> _Instructions for the task_
Which lines of the data contain the string "wall"? Copy every one of them.

○ ○ ○ ○

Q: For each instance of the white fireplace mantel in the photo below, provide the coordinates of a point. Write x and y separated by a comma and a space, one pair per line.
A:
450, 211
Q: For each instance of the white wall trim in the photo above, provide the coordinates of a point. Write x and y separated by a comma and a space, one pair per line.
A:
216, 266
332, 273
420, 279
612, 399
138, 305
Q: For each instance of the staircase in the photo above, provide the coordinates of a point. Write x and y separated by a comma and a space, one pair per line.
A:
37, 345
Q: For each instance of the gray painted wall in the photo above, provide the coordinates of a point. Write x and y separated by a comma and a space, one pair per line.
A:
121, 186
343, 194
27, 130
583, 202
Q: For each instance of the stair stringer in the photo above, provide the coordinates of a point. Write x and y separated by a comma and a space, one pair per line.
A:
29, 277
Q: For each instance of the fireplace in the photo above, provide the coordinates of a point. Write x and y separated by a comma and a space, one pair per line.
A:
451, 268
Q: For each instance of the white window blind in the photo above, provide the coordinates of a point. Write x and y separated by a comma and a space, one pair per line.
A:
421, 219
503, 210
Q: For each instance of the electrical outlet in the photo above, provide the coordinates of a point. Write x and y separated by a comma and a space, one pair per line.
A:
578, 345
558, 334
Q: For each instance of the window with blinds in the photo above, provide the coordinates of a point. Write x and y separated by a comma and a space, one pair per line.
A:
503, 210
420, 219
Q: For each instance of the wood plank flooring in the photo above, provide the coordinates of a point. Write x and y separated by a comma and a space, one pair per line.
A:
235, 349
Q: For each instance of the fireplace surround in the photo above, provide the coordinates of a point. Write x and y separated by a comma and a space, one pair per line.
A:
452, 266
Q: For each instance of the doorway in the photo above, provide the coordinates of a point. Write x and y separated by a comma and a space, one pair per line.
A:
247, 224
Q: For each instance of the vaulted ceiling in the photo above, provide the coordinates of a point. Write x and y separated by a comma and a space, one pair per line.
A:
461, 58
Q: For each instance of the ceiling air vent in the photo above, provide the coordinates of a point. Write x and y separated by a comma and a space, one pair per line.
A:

○ ○ ○ ○

> _Output of the task_
Q: For each instance of the white wall trim in the photo above, provide the coordinates of a point. Write x and y separated by a comma and a space, one pair per line.
Q: For each instance of the gray painted wall in the photo above, provide the coordinates of a point. Write x and y separated by a comma and a space, one pair per line.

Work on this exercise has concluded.